- Aufgabe
Aktualisiere den Bericht über den Polizeieinsatz in der Rigaer Straße 94: Gib die Passage beginnend mit „Bild: Hallo, wer“ und weiter bis einschließlich „Fluchtwege der Bewohner:innen.“ erneut wieder und ersetze dabei „Mittwochmorgen“ durch „Donnerstagmorgen“.

Bild: Hallo, wer ist da?
Berlin taz | Auf dem Dach des Nachbarhauses der [1][Rigaer Straße 94]
lümmeln zwei Vollvermummte mit Kletterausrüstung, noch ein Haus weiter
drücken sich schon seit den Morgenstunden drei dunkle Gestalten in den
Häusereingang. Und auf der Straße röhren die Dieselmotoren der Wannen vor
den Absperrungen. Am Mittwochmorgen ist die Polizei mal wieder in das
autonome Hausprojekt im Friedrichshainer Nordkiez eingerückt und blockiert
von allen Seiten mögliche Fluchtwege der Bewohner:innen.
320 Beamte sind an dem Einsatz beteiligt, der dazu dient, die Personalien
aller sich im Haus befindenden Menschen aufzunehmen. Die Anwälte der
Eigentümerin des Hauses, der britischen Briefkastenfirma Lafone Investments
Limited, hatten dies bei der Polizei zum Schutz der Eigentümerrechte
beantragt. Lafones Argumentation: Weil ihnen die Tür versperrt ist und
Eigentümervertreter auch schon vor dem Haus attackiert wurden, können sie
nicht selbst herausfinden, wer in ihrem Haus wohnt.
Nach ihrem Antrag Ende Juni, der sich auf das Allgemeine Sicherheits- und
Ordnungsgesetz (Asog) beruft, wonach der Schutz privater Rechte dann der
Polizei obliegt, „wenn ohne polizeiliche Hilfe die Verwirklichung des
Rechts vereitelt oder wesentlich erschwert würde“, wendete sich die Polizei
ans Amtsgericht und beantragte einen Durchsuchungsbeschluss. Ohne Anhörung
der Gegenseite gab das Gericht dem Antrag Mitte September statt, zumindest
teilweise.
Die Polizei war demnach dazu befugt, die Identitäten aller Personen im Haus
festzustellen. Nicht erlaubt wurde ihr die Durchsuchung von vier Wohnungen,
deren Mieter:innen der Lafone bekannt sind, von Gemeinschaftsflächen wie
dem Dachgeschoss oder den Kellerräumen und die Suche nach Gegenständen.
Laut Rigaer 94-Anwalt Lukas Theune hielten sich die Polizist*innen aber
nicht daran. So sei in WG-Ordnern gewühlt worden. Auch zeigen Bilder, dass
die Polizei ein – wohl frei verkäufliches – Luftgewehr beschlagnahmte.

- Ausgangsmaterial
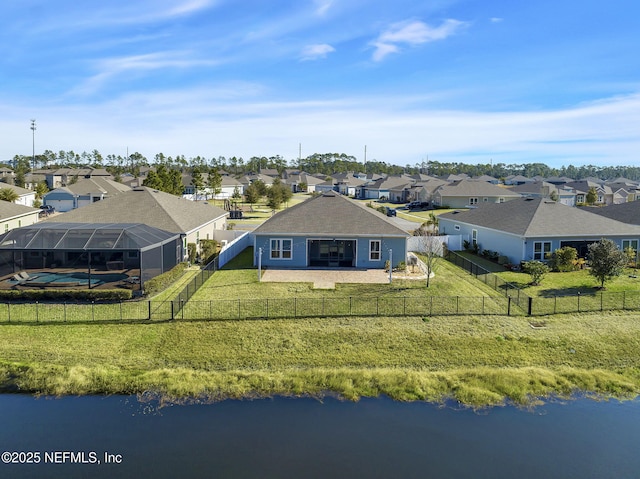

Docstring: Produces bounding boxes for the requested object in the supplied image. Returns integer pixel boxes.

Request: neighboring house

- Lösung
Bild: Hallo, wer ist da?
Berlin taz | Auf dem Dach des Nachbarhauses der [1][Rigaer Straße 94]
lümmeln zwei Vollvermummte mit Kletterausrüstung, noch ein Haus weiter
drücken sich schon seit den Morgenstunden drei dunkle Gestalten in den
Häusereingang. Und auf der Straße röhren die Dieselmotoren der Wannen vor
den Absperrungen. Am Donnerstagmorgen ist die Polizei mal wieder in das
autonome Hausprojekt im Friedrichshainer Nordkiez eingerückt und blockiert
von allen Seiten mögliche Fluchtwege der Bewohner:innen.